Seitentext:
■ ■ ■
Da habert es wohl noch an der Konfiguration oder?


----------



## Till (21. Juni 2010)

Da scheint nicht alles richtig installiert zu sein. Hast Du dich denn exakt an die opensuse 11.2 Installationsanleitung für ispconfig gehalten?

P.s. Ich würde Dir raten mal Debian statt OpenSuSE anzusehen, wenn Du ein langfristig stabiles produktionssystem suchts. openSuSE setups sind komplizierter zu installieren und zu warten und gehen auch bei Updates gerne mal kaputt.


----------



## Cuver77 (21. Juni 2010)

Ich habe das HowTo für opensuse 11.1 benutzt, da ich das englischesprachige für 11.2 nicht gesehen hatte. Dies ist dann wohl ein Fehler gewesen, oder? 

Nur bei der quota-Installation bin ich von HowTo abgewichen, da ich keinen Eintrag für /dev/sda3            /srv                 ext4      in der fstab hatte. Ich habs dann einfach ohne diese Zeile ausgeführt. Wäre dies ein Problem? Die Quota's wollte ich sowieso nicht nutzen.

Wegen Debian habe ich auch schon überlegt. Bisher bin ich davor zurückgeschreckt, da ich das System / Befehle nicht kenne. Aber das ist sicherlich nicht so ein großen Problem.


----------



## Till (21. Juni 2010)

> Ich habe das HowTo für opensuse 11.1 benutzt, da ich das  englischesprachige für 11.2 nicht gesehen hatte. Dies ist dann wohl ein  Fehler gewesen, oder?


Fehler nicht direkt. Aber ich vermute mal dass das pam_mysql Modul das bei Dir installiert ist irgendwelche Probleme macht. OpenSuuSE ist da recht heikel, einige pam_mysql rpm's funktionieren einfach nicht während andere gehen. warum das so ist hab ich bis jetzt auch noch nicht rausgefunden, ich vermute mal dass verschiedene compile Optionen in den diversen repositorys des opensuse Build service verwendet werden, da unter umständen inkompatibel sind.

Du könntest also versuchen das pam_mysql paket zu deinstallieren und es nochmal nach dem 11.2 Tutorial neu zu installieren.


----------
■ ■ ■
Gegebene Einträge:
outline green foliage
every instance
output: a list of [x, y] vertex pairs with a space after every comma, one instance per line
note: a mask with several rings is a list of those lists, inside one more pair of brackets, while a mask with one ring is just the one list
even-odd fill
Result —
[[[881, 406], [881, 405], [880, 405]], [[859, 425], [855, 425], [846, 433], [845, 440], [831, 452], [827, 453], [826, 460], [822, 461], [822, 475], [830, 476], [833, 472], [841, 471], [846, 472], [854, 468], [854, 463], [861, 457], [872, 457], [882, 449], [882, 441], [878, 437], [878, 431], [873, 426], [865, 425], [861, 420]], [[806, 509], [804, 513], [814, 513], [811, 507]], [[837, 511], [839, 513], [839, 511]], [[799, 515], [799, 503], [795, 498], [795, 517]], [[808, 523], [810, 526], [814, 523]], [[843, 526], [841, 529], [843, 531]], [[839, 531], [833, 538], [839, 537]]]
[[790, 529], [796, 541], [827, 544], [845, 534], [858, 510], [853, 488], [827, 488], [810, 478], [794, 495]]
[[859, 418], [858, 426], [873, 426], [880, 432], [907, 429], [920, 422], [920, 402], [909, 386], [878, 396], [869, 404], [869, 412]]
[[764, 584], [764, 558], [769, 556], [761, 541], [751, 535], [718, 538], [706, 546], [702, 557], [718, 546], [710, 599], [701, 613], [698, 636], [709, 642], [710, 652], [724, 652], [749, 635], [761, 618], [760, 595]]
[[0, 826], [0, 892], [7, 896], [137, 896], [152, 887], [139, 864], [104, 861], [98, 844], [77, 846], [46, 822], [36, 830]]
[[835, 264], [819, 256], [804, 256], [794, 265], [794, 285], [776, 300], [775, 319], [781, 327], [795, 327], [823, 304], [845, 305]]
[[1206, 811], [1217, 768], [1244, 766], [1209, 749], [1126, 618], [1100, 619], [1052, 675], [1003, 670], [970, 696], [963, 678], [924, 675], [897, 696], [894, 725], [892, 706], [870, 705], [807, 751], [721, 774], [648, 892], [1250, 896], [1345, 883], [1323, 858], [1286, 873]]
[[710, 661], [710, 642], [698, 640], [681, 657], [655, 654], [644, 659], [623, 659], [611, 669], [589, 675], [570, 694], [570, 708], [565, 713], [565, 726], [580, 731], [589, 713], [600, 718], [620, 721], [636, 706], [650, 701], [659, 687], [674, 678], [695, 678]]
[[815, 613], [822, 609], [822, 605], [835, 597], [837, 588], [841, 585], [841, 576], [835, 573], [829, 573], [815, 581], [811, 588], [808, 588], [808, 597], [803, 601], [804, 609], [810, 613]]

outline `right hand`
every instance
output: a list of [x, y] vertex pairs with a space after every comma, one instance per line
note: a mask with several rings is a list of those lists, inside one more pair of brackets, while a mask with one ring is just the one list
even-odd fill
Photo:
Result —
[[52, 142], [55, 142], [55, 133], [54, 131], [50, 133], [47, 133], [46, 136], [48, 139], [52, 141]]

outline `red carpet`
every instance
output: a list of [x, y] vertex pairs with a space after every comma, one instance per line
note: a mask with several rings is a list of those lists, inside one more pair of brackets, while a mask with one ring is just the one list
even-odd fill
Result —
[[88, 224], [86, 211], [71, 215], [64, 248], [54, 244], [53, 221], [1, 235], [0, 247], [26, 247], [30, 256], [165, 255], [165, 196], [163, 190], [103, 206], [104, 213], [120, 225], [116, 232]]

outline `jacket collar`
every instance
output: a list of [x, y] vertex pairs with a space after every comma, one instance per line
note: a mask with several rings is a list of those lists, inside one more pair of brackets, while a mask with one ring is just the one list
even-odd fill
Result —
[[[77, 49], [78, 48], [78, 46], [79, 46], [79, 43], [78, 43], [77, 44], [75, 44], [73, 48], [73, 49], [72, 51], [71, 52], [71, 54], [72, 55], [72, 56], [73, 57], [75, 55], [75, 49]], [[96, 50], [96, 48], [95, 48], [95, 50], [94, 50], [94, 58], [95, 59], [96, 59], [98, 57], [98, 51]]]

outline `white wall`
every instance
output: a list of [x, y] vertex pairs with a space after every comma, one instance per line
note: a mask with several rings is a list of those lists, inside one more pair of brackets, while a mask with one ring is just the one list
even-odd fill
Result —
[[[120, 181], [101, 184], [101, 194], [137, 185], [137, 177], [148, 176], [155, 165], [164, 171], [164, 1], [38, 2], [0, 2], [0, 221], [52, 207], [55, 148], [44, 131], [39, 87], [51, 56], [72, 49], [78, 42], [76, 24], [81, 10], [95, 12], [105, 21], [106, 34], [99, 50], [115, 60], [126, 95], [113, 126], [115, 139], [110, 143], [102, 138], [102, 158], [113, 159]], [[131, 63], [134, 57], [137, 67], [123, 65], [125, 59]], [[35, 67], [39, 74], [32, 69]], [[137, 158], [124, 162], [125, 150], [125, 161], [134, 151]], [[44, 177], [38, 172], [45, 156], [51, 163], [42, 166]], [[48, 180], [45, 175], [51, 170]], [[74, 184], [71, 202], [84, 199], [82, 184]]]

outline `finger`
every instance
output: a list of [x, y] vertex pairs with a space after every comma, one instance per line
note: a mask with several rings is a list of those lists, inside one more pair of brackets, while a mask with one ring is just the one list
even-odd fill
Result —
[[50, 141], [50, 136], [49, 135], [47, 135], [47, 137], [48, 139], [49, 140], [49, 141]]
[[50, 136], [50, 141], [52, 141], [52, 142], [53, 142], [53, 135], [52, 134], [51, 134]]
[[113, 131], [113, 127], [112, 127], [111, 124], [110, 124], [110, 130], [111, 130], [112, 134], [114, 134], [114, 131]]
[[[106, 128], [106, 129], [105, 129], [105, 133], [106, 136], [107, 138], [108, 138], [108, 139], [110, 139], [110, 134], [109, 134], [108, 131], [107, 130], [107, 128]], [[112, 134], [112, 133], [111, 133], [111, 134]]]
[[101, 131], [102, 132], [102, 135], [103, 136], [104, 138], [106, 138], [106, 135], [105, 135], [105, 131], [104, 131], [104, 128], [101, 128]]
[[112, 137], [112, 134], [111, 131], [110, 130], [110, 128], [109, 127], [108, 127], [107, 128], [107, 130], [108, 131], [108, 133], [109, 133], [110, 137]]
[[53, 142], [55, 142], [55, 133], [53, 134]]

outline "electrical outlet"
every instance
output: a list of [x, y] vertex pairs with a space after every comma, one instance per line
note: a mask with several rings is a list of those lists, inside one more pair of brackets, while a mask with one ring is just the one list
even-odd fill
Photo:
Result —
■ ■ ■
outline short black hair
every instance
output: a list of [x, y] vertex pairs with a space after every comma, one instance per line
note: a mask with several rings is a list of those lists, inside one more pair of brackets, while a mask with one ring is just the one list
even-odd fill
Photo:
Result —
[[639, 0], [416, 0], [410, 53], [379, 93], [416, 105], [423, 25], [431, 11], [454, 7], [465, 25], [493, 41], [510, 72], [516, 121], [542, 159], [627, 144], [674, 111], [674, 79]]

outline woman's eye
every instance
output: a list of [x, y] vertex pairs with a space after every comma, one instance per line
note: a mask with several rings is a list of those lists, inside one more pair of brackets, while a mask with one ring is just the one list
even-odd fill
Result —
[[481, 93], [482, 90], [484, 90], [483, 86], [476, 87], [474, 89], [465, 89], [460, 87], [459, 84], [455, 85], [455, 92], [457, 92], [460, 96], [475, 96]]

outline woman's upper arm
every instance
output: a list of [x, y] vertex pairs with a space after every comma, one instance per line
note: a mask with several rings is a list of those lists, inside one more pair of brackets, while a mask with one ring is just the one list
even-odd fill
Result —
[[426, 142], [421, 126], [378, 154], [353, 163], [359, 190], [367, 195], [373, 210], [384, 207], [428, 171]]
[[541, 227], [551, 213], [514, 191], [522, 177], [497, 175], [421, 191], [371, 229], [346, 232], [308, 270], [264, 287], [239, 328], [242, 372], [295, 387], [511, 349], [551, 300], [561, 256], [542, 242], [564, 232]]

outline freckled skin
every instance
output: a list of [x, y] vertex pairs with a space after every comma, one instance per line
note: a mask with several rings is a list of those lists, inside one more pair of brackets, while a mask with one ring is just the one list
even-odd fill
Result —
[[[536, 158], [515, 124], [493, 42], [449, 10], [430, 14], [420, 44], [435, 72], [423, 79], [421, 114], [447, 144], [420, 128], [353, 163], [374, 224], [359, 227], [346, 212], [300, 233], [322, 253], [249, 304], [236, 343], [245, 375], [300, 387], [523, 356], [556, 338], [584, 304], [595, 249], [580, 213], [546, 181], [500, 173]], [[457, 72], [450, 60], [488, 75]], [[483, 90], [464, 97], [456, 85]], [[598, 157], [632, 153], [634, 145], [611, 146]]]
■ ■ ■
Ihre Aufgaben:
1. Beantworten Sie anhand des Seitentexts folgende Fragen:
(a) Welche Distribution empfiehlt Till anstelle von OpenSuSE für ein langfristig stabiles Produktionssystem?
(b) Für welche openSUSE-Version war das HowTo gedacht, das Cuver77 benutzt hat?
(c) Welches Paket soll laut Till deinstalliert und nach dem 11.2 Tutorial neu installiert werden?
2. Aktualisieren Sie in den Einträgen die Zeilen zwischen der Zeile mit „outline freckled skin“ und der Zeile mit „145], [611, 146]]]“, beide eingeschlossen, indem Sie „even-odd fill“ durch „nonzero fill“ ersetzen. Geben Sie nur diese Zeilen aus, sonst unverändert.

Lösungen:
1.
(a) Debian
(b) openSUSE 11.1
(c) das pam_mysql-Paket

2.
outline freckled skin
every instance
output: a list of [x, y] vertex pairs with a space after every comma, one instance per line
note: a mask with several rings is a list of those lists, inside one more pair of brackets, while a mask with one ring is just the one list
nonzero fill
Result —
[[[536, 158], [515, 124], [493, 42], [449, 10], [430, 14], [420, 44], [435, 72], [423, 79], [421, 114], [447, 144], [420, 128], [353, 163], [374, 224], [359, 227], [346, 212], [300, 233], [322, 253], [249, 304], [236, 343], [245, 375], [300, 387], [523, 356], [556, 338], [584, 304], [595, 249], [580, 213], [546, 181], [500, 173]], [[457, 72], [450, 60], [488, 75]], [[483, 90], [464, 97], [456, 85]], [[598, 157], [632, 153], [634, 145], [611, 146]]]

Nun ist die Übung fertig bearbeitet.